Pick out each line in the records below that contains the word "granola", and copy those lines.

Dataset rows:
━━━━

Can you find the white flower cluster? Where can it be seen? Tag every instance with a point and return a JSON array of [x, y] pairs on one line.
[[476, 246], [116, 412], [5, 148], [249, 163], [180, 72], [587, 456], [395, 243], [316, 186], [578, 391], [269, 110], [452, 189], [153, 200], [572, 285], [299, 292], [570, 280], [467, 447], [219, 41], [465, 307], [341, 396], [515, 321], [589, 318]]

━━━━

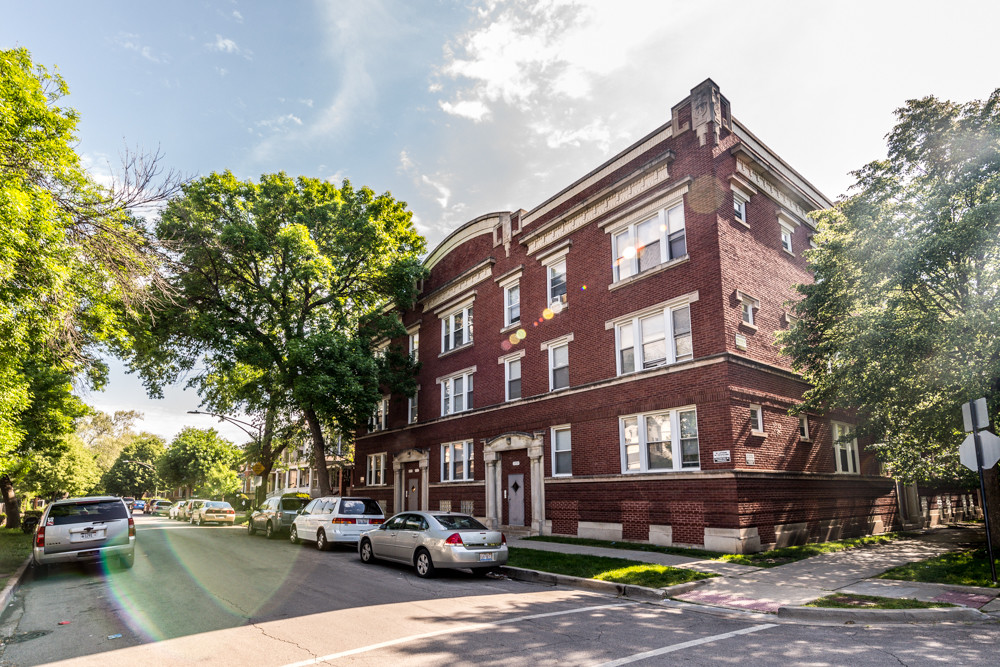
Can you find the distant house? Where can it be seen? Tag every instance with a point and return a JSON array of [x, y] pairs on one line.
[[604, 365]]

━━━━

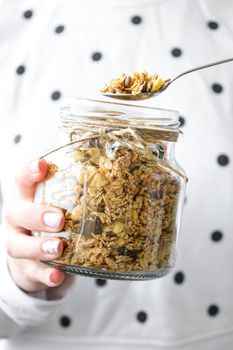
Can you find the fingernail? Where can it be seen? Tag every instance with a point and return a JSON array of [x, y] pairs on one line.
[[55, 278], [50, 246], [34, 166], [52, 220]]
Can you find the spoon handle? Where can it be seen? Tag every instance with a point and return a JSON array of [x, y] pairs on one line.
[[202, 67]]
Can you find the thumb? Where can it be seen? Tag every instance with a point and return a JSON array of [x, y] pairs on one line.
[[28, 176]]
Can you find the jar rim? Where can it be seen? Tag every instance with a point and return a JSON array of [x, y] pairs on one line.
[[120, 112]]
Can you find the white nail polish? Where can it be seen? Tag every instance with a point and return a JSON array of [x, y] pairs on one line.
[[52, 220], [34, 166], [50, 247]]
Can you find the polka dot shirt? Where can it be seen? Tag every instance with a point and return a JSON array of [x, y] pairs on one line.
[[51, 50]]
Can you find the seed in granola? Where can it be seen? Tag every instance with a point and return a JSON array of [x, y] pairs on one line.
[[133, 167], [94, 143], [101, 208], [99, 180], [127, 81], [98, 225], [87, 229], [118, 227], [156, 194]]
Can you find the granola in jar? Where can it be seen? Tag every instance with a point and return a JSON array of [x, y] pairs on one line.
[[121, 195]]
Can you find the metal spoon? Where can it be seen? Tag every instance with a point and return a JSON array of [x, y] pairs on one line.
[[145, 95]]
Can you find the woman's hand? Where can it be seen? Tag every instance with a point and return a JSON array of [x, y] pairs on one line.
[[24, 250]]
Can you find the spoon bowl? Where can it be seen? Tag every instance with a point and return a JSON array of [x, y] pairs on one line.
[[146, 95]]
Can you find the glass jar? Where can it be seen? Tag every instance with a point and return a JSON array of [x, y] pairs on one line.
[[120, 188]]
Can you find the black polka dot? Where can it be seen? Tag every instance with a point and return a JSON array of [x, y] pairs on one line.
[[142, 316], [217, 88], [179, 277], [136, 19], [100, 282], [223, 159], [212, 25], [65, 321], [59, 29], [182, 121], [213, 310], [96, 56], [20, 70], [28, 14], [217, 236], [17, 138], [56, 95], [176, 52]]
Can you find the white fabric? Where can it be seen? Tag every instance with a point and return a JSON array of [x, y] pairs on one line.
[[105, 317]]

━━━━

Written reply:
Can you find the seed in granola? Where can it be seen? Tag every instance with a point and return a JSON array of [x, y] pairs on one line.
Can you find the granola in jar? Where can it be seen? Tag every instance with a point and return a JSON array of [x, y] pairs on one line.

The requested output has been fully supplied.